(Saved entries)
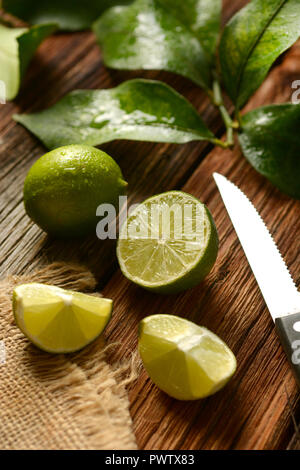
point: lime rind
(57, 320)
(161, 264)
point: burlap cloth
(59, 401)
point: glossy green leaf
(253, 40)
(270, 140)
(70, 15)
(170, 35)
(137, 110)
(17, 46)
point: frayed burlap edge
(61, 402)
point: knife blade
(272, 275)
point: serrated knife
(272, 275)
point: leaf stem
(217, 100)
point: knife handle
(288, 329)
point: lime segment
(184, 360)
(57, 320)
(169, 243)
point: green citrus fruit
(183, 359)
(58, 320)
(169, 243)
(63, 189)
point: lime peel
(57, 320)
(184, 360)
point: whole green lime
(63, 189)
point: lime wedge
(169, 243)
(183, 359)
(58, 320)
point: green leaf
(70, 15)
(253, 40)
(170, 35)
(137, 109)
(17, 46)
(270, 140)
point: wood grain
(252, 412)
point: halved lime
(65, 187)
(183, 359)
(169, 243)
(58, 320)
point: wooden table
(255, 410)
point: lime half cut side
(169, 243)
(58, 320)
(183, 359)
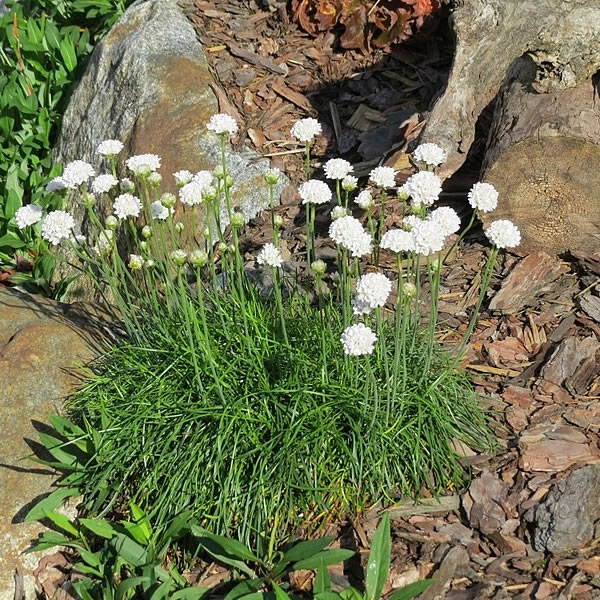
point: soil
(534, 352)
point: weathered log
(561, 37)
(543, 151)
(543, 156)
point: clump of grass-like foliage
(235, 399)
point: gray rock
(565, 519)
(41, 342)
(148, 84)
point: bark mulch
(534, 354)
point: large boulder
(148, 84)
(41, 344)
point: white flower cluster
(314, 191)
(222, 124)
(372, 291)
(104, 183)
(483, 197)
(270, 255)
(127, 205)
(143, 164)
(28, 215)
(503, 234)
(430, 154)
(383, 177)
(337, 168)
(349, 233)
(57, 226)
(305, 130)
(358, 340)
(109, 148)
(423, 188)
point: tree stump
(539, 57)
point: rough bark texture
(561, 38)
(543, 156)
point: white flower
(58, 184)
(424, 188)
(270, 255)
(337, 212)
(358, 340)
(446, 218)
(57, 226)
(429, 238)
(109, 148)
(127, 205)
(191, 193)
(383, 177)
(365, 200)
(182, 177)
(104, 244)
(503, 234)
(398, 240)
(222, 123)
(136, 262)
(430, 154)
(204, 179)
(337, 168)
(272, 176)
(314, 191)
(349, 233)
(104, 183)
(372, 291)
(159, 211)
(305, 130)
(28, 215)
(483, 197)
(76, 173)
(349, 183)
(143, 164)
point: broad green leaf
(411, 590)
(195, 593)
(351, 593)
(129, 584)
(244, 588)
(324, 558)
(378, 564)
(50, 503)
(100, 527)
(130, 550)
(61, 521)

### Task details
Extract, character for character, every line from the one that holds "point: green citrus fruit" through the end of the entries above. Include both boundary lines and no pictures.

### Exercise answer
point: green citrus fruit
(183, 359)
(58, 320)
(169, 243)
(63, 189)
point: lime peel
(57, 320)
(184, 360)
point: whole green lime
(63, 189)
point: lime wedge
(169, 243)
(183, 359)
(58, 320)
point: green leaf
(70, 15)
(253, 40)
(170, 35)
(137, 109)
(17, 46)
(270, 140)
point: wood grain
(252, 412)
point: halved lime
(65, 187)
(183, 359)
(169, 243)
(58, 320)
point: wooden table
(255, 410)
point: lime half cut side
(169, 243)
(58, 320)
(183, 359)
point: soil
(534, 352)
point: weathered log
(561, 37)
(543, 151)
(543, 156)
point: clump of grass-like foliage
(235, 399)
point: gray rock
(565, 519)
(41, 342)
(148, 84)
point: bark mulch
(534, 354)
point: large boulder
(148, 84)
(41, 344)
point: white flower cluster
(314, 191)
(222, 124)
(372, 291)
(104, 183)
(483, 197)
(270, 255)
(127, 205)
(143, 164)
(28, 215)
(503, 234)
(430, 154)
(383, 177)
(337, 168)
(349, 233)
(57, 226)
(305, 130)
(358, 340)
(109, 148)
(423, 188)
point: tree stump
(539, 57)
point: rough bark texture
(561, 38)
(543, 156)
point: white flower
(58, 184)
(424, 188)
(270, 255)
(337, 212)
(358, 340)
(446, 218)
(57, 226)
(429, 238)
(109, 148)
(127, 205)
(191, 193)
(383, 177)
(365, 200)
(182, 177)
(104, 244)
(503, 234)
(398, 240)
(222, 123)
(136, 262)
(430, 154)
(204, 179)
(337, 168)
(272, 176)
(314, 191)
(349, 233)
(104, 183)
(372, 291)
(159, 211)
(305, 130)
(28, 215)
(483, 197)
(76, 173)
(349, 183)
(143, 164)
point: broad green leaf
(411, 590)
(195, 593)
(351, 593)
(129, 584)
(244, 588)
(324, 558)
(378, 564)
(50, 503)
(100, 527)
(130, 550)
(61, 521)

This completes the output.